§ **MATERIAL FOR THIS TASK**:
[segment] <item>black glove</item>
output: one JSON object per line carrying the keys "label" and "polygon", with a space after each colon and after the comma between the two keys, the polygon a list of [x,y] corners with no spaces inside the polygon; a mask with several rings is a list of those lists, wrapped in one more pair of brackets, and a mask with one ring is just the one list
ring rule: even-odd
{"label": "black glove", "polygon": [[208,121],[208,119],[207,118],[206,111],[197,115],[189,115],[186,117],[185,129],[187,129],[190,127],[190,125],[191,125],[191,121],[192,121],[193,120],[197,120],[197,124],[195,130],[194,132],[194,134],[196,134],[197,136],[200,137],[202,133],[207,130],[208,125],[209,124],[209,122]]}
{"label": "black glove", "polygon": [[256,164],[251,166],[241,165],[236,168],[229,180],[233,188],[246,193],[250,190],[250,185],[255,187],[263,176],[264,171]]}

§ **EXERCISE**: Update the lines above so that "even-odd" becomes "nonzero" wherever it appears, and leave every other character unchanged.

§ **THE COMPLETED TASK**:
[segment] <item>black glove</item>
output: one JSON object per line carrying the keys "label" and "polygon", with a space after each colon and after the comma between the two keys, the polygon a list of [x,y] corners with no spaces inside the polygon; a mask with several rings is a list of those lists, wrapped in one more pair of brackets, and a mask with one ring is just the one list
ring rule: nonzero
{"label": "black glove", "polygon": [[208,121],[208,119],[207,118],[206,111],[197,115],[189,115],[186,117],[185,129],[187,129],[190,127],[190,125],[191,125],[191,121],[192,121],[193,120],[197,120],[197,124],[195,130],[194,132],[194,134],[196,134],[197,136],[200,137],[202,133],[207,130],[208,125],[209,124],[209,122]]}
{"label": "black glove", "polygon": [[256,164],[251,166],[241,165],[236,168],[229,180],[233,188],[246,193],[250,190],[250,185],[255,187],[263,176],[264,171]]}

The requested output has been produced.